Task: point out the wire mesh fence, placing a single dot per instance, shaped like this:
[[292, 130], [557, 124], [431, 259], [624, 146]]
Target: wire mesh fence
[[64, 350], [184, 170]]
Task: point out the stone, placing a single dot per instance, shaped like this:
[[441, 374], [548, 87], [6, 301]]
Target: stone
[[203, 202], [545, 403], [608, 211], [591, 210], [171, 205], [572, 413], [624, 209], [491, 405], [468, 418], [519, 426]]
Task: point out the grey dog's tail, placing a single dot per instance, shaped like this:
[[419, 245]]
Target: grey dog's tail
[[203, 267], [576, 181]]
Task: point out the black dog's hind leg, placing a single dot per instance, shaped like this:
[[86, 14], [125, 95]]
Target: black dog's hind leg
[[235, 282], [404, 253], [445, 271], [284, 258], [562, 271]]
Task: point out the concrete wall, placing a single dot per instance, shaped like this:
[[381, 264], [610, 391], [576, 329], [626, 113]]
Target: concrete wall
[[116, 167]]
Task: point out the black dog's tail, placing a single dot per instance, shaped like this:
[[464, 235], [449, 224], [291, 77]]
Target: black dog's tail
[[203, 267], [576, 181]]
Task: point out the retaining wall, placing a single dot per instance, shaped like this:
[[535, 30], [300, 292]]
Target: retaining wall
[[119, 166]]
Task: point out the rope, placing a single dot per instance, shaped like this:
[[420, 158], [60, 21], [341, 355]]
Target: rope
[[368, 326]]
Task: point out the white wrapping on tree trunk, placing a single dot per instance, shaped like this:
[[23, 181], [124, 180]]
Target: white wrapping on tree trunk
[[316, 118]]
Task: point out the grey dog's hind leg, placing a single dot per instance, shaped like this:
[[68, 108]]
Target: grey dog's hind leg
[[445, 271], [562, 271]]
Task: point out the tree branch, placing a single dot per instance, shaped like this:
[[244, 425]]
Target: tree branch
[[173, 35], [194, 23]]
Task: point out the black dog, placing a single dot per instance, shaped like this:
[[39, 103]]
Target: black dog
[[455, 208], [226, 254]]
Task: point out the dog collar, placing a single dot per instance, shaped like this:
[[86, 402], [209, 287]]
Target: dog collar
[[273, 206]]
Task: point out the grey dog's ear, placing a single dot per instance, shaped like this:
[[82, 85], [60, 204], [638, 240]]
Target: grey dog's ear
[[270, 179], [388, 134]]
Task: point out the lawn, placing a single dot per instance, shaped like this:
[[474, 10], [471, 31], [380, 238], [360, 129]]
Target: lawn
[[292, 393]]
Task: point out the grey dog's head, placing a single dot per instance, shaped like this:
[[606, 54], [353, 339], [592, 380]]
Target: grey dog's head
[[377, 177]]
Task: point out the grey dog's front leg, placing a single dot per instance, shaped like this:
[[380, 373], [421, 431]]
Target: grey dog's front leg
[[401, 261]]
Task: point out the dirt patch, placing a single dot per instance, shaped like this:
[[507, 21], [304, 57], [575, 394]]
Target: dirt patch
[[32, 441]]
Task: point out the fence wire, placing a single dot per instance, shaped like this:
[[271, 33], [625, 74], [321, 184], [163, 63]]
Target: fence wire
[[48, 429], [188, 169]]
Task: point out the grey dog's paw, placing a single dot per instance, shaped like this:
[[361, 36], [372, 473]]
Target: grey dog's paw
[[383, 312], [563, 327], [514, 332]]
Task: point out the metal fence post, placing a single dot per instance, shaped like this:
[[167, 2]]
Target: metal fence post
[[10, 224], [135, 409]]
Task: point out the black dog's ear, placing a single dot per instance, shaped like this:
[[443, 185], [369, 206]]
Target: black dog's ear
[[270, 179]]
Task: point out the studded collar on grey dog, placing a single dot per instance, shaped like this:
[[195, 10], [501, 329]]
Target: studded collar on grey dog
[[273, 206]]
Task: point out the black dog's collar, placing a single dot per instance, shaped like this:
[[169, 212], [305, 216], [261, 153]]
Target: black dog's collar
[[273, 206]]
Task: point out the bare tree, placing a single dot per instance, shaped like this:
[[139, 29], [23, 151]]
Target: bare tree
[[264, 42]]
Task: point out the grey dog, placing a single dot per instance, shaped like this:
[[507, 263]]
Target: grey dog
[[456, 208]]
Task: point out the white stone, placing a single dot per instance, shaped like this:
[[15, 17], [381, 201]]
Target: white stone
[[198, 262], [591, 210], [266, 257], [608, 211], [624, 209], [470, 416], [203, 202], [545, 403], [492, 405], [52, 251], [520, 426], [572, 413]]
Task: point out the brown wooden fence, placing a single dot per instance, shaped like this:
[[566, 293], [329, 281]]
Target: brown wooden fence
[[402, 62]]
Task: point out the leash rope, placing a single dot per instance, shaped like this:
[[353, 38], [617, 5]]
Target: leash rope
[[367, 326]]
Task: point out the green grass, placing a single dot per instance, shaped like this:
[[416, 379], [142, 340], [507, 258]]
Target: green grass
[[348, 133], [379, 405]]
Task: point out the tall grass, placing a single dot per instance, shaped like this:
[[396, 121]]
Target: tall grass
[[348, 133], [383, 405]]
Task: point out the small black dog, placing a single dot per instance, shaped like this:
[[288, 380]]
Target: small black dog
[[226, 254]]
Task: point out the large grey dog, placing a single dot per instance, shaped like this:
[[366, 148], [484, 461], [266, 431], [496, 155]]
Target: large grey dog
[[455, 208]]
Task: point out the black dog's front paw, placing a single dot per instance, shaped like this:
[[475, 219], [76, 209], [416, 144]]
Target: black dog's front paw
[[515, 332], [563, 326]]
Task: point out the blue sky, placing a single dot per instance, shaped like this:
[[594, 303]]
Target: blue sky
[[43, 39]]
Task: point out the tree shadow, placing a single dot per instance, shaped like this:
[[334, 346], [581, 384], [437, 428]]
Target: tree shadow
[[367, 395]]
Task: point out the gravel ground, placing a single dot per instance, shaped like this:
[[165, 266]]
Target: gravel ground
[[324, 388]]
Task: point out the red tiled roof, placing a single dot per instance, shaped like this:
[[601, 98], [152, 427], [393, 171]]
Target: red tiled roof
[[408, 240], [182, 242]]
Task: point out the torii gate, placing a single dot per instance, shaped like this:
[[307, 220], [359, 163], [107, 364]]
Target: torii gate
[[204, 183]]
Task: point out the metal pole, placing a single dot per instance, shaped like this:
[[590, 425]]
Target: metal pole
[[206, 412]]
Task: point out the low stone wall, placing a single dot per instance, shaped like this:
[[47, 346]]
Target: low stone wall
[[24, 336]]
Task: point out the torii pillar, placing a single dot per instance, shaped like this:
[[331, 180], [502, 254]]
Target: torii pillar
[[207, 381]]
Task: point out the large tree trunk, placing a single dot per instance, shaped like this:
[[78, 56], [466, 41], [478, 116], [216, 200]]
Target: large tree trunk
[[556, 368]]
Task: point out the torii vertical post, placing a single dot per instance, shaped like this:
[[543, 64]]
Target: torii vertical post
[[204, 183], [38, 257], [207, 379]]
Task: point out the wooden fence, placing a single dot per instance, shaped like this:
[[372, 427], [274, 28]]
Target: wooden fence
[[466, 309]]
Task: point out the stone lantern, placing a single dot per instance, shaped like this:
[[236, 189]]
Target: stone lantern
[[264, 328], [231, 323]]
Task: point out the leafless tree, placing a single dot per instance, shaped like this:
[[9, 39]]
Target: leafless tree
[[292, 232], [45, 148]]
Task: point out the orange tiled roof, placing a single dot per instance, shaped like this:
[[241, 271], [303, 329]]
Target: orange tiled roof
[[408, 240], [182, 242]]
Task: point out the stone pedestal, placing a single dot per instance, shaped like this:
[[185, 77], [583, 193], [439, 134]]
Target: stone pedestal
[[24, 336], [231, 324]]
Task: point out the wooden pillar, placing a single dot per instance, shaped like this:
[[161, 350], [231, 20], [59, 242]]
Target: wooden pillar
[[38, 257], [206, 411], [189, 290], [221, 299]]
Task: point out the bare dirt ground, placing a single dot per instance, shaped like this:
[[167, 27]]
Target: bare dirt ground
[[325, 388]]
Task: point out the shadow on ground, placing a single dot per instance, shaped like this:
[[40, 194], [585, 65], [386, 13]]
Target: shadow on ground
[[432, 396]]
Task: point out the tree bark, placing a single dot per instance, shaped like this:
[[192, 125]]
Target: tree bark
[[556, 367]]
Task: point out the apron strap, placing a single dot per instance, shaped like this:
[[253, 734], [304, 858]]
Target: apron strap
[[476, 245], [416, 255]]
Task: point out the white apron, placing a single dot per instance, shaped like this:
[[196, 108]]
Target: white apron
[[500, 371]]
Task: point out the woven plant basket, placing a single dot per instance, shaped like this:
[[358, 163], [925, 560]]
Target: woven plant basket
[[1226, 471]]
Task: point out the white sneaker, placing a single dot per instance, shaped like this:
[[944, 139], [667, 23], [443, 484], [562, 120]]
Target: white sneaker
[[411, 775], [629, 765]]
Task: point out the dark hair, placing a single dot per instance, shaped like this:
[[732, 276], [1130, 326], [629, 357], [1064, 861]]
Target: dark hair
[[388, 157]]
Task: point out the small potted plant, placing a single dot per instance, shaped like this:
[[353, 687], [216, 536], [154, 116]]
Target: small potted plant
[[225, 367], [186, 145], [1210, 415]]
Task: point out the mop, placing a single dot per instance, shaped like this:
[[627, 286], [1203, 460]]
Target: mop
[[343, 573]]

• **TASK GOAL**
Starting at the top of the entries and going on through the line containing "418], [519, 426]]", set out each line as a Markdown table with the columns Row and Line, skipping any blank lines.

• **FINISHED ANSWER**
| Row | Line |
|---|---|
| 1 | Task: point out the wire mesh fence, placing a single dot per instance, shaped like this: |
| 2 | [[292, 130], [557, 124], [431, 259], [624, 146]] |
| 3 | Target: wire mesh fence |
| 4 | [[64, 350], [184, 170]] |
| 5 | Task: point out the stone, placing a single dot per instance, shaped like this: |
| 6 | [[441, 374], [548, 87], [6, 301]] |
| 7 | Target: stone |
| 8 | [[203, 202], [545, 403], [608, 211], [591, 210], [171, 205], [572, 413], [624, 209], [491, 405], [468, 418], [519, 426]] |